CONSIGNE
Recopiez à l'identique la portion de l'extrait sur la ville moderne qui commence par « Non. Elle est » et se termine par « est-elle en panne ? ».

La ville moderne est-elle adaptée aux défis du XXIe siècle ?

Non. Elle est énergivore et responsable de la majorité des émissions de CO2. Que faire ? Isoler les constructions qui sont de véritables passoires thermiques, réduire les déplacements à base d’énergies fossiles, démacadamiser, planter des arbres, supprimer l’alignement des immeubles et favoriser les frontages végétalisés, diviser les mégalopoles en plusieurs “villages urbains” avec un centre joyeux, relier tous les espaces verts, parcs et jardins en une farandole verte que les enfants métamorphoseront en terrain d’aventures, concilier la chronobiologie des humains à celle du monde vivant, pratiquer la chronotopie lors d’un ménagement – et non pas d’un aménagement ! – d’une place ou d’une rue, c’est-à-dire tenir compte de ses usages temporalisés et genrés, etc.

La pensée urbaine actuelle est-elle en panne ?

DONNÉES À ANALYSER

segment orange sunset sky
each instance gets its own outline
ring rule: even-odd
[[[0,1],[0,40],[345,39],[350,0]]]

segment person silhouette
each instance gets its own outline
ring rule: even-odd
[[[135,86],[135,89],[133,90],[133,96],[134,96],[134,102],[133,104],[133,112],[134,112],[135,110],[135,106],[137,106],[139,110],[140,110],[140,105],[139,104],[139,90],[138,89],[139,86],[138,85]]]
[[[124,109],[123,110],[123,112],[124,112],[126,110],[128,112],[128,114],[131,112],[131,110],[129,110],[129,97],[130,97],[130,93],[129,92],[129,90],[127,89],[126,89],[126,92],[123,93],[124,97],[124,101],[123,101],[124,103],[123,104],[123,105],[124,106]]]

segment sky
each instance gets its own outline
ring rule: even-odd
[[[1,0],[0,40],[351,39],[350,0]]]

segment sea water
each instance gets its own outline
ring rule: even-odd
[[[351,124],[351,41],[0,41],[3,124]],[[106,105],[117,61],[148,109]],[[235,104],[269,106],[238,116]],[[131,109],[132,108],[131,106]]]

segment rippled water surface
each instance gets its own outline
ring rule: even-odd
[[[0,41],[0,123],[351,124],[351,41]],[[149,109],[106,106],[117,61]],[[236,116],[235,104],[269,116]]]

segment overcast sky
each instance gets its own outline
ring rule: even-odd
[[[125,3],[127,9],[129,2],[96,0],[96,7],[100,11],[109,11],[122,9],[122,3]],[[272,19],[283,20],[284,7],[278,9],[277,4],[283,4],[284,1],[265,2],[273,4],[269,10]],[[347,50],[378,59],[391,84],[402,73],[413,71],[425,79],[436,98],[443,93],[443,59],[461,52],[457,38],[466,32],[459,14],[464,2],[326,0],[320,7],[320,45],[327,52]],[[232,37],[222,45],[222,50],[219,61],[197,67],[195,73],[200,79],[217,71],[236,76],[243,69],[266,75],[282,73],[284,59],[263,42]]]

CORRIGÉ
Non. Elle est énergivore et responsable de la majorité des émissions de CO2. Que faire ? Isoler les constructions qui sont de véritables passoires thermiques, réduire les déplacements à base d’énergies fossiles, démacadamiser, planter des arbres, supprimer l’alignement des immeubles et favoriser les frontages végétalisés, diviser les mégalopoles en plusieurs “villages urbains” avec un centre joyeux, relier tous les espaces verts, parcs et jardins en une farandole verte que les enfants métamorphoseront en terrain d’aventures, concilier la chronobiologie des humains à celle du monde vivant, pratiquer la chronotopie lors d’un ménagement – et non pas d’un aménagement ! – d’une place ou d’une rue, c’est-à-dire tenir compte de ses usages temporalisés et genrés, etc.

La pensée urbaine actuelle est-elle en panne ?